EXTRACTED ENTRIES

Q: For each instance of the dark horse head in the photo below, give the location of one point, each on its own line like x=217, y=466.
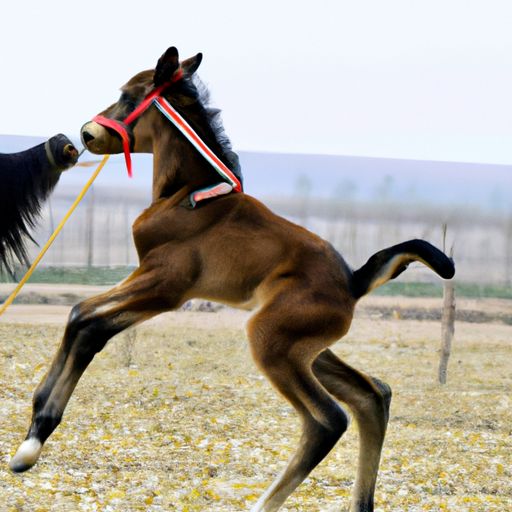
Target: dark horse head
x=26, y=180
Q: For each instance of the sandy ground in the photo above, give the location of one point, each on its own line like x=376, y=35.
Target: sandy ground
x=177, y=417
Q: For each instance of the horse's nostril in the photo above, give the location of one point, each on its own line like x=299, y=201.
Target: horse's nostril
x=87, y=137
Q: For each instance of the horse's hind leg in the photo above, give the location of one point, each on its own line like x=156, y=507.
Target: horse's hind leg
x=285, y=352
x=369, y=400
x=91, y=324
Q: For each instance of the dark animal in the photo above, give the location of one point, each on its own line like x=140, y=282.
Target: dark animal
x=232, y=249
x=26, y=180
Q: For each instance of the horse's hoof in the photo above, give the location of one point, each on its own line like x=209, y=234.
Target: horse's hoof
x=26, y=456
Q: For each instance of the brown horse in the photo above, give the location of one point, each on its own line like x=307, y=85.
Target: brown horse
x=232, y=249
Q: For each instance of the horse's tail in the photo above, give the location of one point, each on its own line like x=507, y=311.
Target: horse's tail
x=26, y=180
x=391, y=262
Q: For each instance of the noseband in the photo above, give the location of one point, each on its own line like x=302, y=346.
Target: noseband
x=230, y=182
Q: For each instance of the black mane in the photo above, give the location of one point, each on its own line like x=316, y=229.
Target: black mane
x=26, y=180
x=215, y=135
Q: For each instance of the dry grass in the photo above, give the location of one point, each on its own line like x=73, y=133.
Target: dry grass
x=190, y=425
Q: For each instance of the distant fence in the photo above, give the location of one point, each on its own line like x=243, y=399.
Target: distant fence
x=99, y=232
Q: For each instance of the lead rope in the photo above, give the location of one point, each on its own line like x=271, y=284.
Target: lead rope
x=58, y=229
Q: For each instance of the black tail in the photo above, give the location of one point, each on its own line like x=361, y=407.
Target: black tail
x=26, y=180
x=391, y=262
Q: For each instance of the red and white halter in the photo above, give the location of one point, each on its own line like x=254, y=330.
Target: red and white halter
x=230, y=182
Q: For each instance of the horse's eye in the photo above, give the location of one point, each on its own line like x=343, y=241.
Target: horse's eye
x=127, y=100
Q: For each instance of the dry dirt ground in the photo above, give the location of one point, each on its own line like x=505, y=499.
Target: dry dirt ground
x=176, y=417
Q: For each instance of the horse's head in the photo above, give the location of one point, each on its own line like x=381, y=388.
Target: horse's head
x=169, y=73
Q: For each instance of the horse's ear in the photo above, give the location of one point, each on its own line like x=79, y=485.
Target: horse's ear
x=167, y=64
x=190, y=65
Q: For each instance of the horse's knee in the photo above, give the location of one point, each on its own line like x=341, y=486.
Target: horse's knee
x=384, y=392
x=86, y=334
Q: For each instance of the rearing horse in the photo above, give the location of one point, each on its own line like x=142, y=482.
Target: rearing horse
x=232, y=249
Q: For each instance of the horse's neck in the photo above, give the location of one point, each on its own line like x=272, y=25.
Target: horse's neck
x=178, y=166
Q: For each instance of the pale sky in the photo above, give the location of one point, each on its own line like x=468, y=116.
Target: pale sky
x=414, y=79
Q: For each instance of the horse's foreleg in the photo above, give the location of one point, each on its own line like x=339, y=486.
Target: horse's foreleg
x=91, y=324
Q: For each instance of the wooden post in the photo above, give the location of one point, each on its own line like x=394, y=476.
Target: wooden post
x=447, y=328
x=448, y=321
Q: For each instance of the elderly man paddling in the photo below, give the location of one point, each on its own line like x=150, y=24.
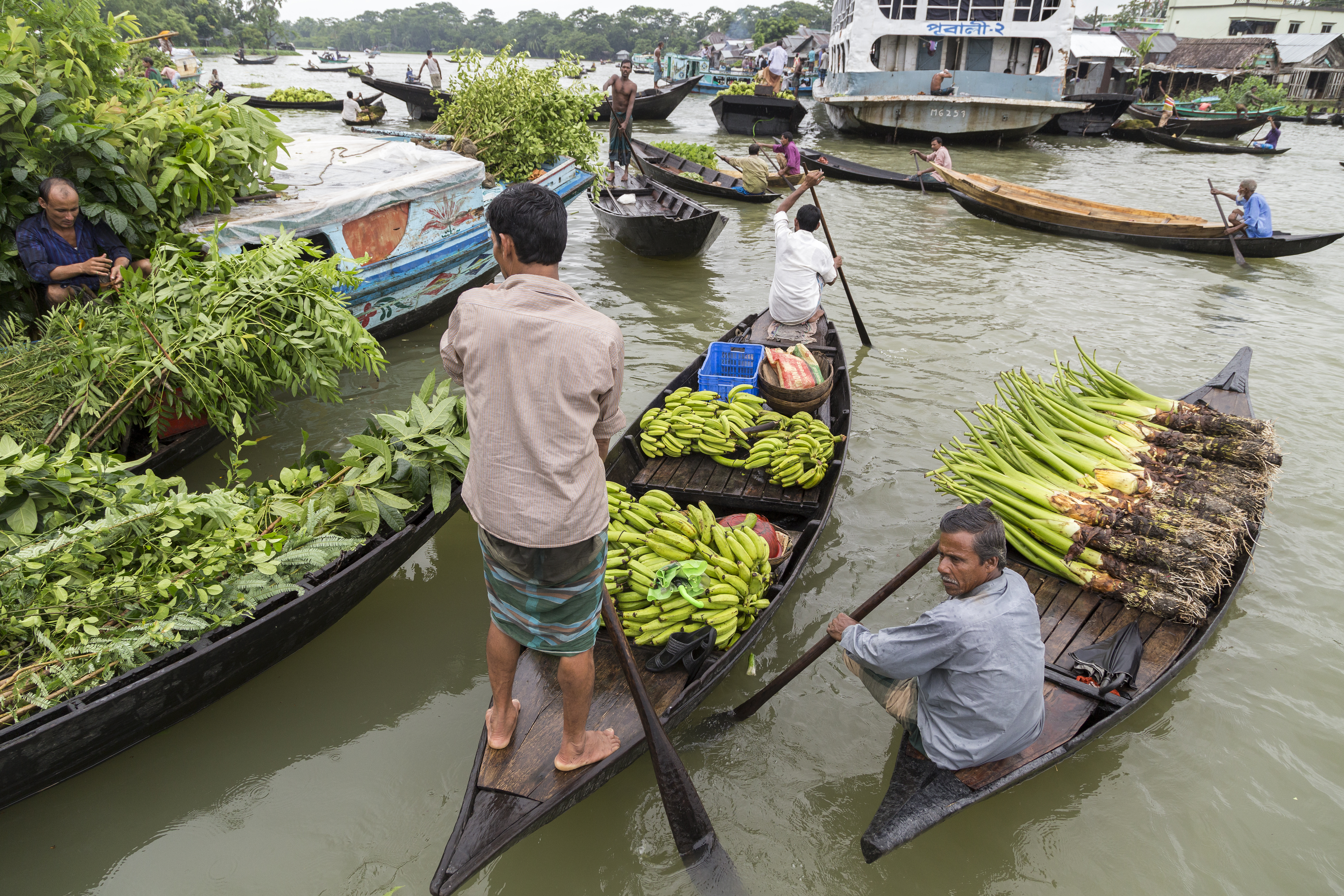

PROMPT
Reproduce the listing from its beginning through the line containing "x=215, y=135", inclusive, keeping every request line but leaving out the pictures. Multiply each point coordinate in the answers by 0.45 and round to whole numbers with halves rounded up, leaving the numbers in the requests and their sample formats unchanged.

RESULT FOR THIS EXERCISE
Q: For each instance of the dark horse head in the photo below, give the location of one point, each on its own line like x=217, y=466.
Target: dark horse head
x=12, y=81
Q: For each instance of the sandy ground in the photo above, give the location of one point, each on its own line like x=376, y=35.
Target: sandy ground
x=80, y=188
Q: For each instance of the horse's nostril in the photo above, give the location of one point, each on its own line like x=299, y=201.
Target: horse's nostril
x=39, y=62
Q: For each instance of the horse's hind leg in the photo above, give the location of one point, each on its own line like x=156, y=507.
Target: horse's hind leg
x=128, y=158
x=166, y=180
x=41, y=146
Q: For each instance of the dark animal in the photo above, give the location of one point, each on its own line like x=140, y=282.
Target: dark animal
x=104, y=112
x=12, y=81
Q: For each instance of the horse's hoof in the photo above, give the location of one point, each on its own line like x=209, y=234.
Target: horse's hoof
x=12, y=205
Q: For each instance of the brown horse in the photo above, give the location of one point, each on its own line like x=307, y=85.
Target: brown horse
x=104, y=112
Q: For each instance of the horse's tail in the photo above, give the location of one point, each on its own line like x=507, y=311.
Target: horse's tail
x=12, y=81
x=176, y=118
Q: For each instance of the noseband in the photo above, give the location of one point, each on its own line like x=302, y=346.
Target: noseband
x=104, y=82
Q: For each instance of the black mane in the photo above, give the location of one point, each on its own line like x=316, y=229.
Target: black mane
x=12, y=81
x=97, y=61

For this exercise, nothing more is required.